→ **DOCUMENT PASSAGE**:

The funding is part of the Airport Terminal Program, which is one of three aviation programs created by the Bipartisan Infrastructure Law signed into effect by Biden in November 2021. The law codifies a $25 billion investment into U.S. airports and FAA facilities in the name of maintenance, reducing congestion, and modernizing the National Aerospace System. Investments include $5 billion for facilities and equipment, $15 billion for the Airport Infrastructure Grant Program, and $5 billion for the Airport Terminal Program.

The law provides $1 billion for Airport Terminal Program grants each year, for five years. 

On the ground side, projects earmarked in the latest awards include new baggage systems, larger security checkpoints, improved ground transportation, improved accessibility for individuals with disabilities, and increased terminal sustainability.

On the airside, several grants are earmarked to address the needs of aging air traffic control towers.

The money is destined for airports in 47 states and two territories.

‘‘Americans deserve the best airports in the world, and with demand for air travel surging back, this funding to improve the passenger experience couldn’t come at a more urgent time,” said U.S. Transportation Secretary Pete Buttigieg. “These grants will make it faster and easier to check your bags, get through security and find your gate, all while creating jobs and supporting local economies.”

The Projects

Many grants will be used to update, expand, or build new airport terminals, including:

  • $10.8 million to Des Moines International Airport (KDSM) in Iowa to begin the replacement of the 1940s-era building that is currently operating above capacity.
  • $29 million to Salt Lake City International Airport (KSLC) in Utah to assist with a phased-in terminal and north concourse development that will add 16 new gates and five permanent hardstand positions.
  • $10 million to Sarasota Bradenton International Airport (KSRQ) in Florida for a terminal expansion that will add new security checkpoint lanes, gates, and an energy-efficient power plant.
  • $6.5 million to Savannah/Hilton Head International Airport (KSAV) in Georgia to expand security screening facilities to reduce wait times for travelers.
  • $50 million to O’Hare International Airport (KORD) in Illinois for improvements to the 60-year-old terminal by reconfiguring TSA checkpoints, adding restrooms, making the facility more ADA compliant, and improving the passenger baggage system.

→ **RECORD EXCERPTS**:
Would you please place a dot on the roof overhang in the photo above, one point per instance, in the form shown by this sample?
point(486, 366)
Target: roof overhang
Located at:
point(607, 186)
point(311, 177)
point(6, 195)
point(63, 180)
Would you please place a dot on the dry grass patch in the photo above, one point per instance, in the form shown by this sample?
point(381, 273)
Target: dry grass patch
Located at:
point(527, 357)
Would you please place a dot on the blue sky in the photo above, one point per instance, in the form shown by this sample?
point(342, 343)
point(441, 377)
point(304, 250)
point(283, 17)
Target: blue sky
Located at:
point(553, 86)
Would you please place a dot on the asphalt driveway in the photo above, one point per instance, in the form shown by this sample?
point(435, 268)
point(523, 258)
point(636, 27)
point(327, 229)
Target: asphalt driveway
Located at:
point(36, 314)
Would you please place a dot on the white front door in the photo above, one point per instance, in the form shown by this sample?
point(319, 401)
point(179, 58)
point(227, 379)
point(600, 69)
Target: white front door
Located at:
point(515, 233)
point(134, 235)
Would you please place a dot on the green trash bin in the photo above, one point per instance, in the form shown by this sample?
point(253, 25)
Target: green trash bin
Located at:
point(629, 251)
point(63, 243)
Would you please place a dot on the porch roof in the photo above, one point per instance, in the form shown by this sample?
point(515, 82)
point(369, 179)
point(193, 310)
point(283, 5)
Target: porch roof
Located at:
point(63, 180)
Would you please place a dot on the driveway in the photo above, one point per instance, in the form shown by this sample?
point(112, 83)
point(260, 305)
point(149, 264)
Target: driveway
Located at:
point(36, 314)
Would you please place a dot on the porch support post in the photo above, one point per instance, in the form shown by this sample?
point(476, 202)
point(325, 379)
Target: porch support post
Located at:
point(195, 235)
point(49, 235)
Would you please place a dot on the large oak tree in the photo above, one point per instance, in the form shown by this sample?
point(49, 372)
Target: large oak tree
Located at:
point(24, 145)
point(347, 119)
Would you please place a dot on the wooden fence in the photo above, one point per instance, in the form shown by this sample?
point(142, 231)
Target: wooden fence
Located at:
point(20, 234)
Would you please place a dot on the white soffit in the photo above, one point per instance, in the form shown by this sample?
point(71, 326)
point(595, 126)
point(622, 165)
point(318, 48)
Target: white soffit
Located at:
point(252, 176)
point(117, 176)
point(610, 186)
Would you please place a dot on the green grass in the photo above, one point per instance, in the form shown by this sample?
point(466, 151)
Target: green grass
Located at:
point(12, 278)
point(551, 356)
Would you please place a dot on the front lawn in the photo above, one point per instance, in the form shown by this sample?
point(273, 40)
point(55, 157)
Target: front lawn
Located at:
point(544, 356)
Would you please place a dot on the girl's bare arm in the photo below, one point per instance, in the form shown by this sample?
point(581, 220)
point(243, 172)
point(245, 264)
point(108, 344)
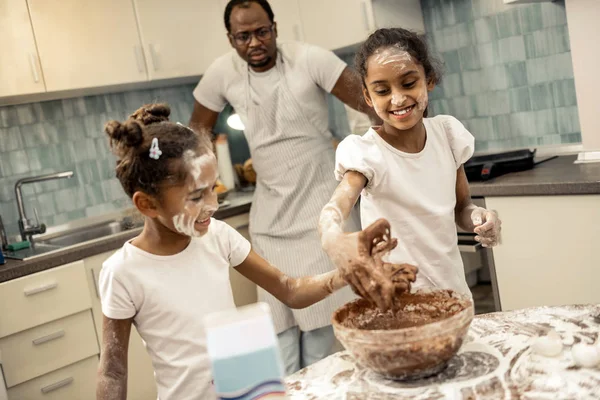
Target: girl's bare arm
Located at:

→ **GIVEN INSTRUCTION**: Carry on the article about Airport Terminal Program grants, starting after its final item on O'Hare International Airport.

→ **ANSWER**:
  • $5 million to Columbia Metropolitan Airport (KCAE) in South Carolina to expand the terminal to add another TSA security screening checkpoint.
  • $16 million to Seattle-Tacoma International Airport (KSEA) in Washington to relocate the Security Checkpoint 1 from the ticketing level to the lower baggage claim level, which will provide additional screening capacity and reduce wait times.

Several airports will be receiving grants to upgrade baggage facilities or expand their terminals, including:

  • $4.4 million to Ted Stevens Anchorage International Airport (PANC) in Anchorage, Alaska.
  • $4.3 million to Lawton-Fort Sill Regional Airport (KLAW) in Lawton, Oklahoma.
  • $38 million to Baltimore/Washington International Thurgood Marshall Airport (KBWI) in Baltimore, Maryland.
  • $5 million to Bradley International Airport (KBDL) in Windsor Locks, Connecticut.
  • $13.3 million to Key West International Airport (KEYW) in Key West, Florida:

Tower Upgrades

Six grants have been awarded to airports to refurbish their air traffic control towers. Among those are:

  • $500,000 to Chennault International Airport (KCWF) in Lake Charles, Louisiana, for the replacement of the exterior metal panel rain screen to protect the tower’s electrical, mechanical, and communication equipment.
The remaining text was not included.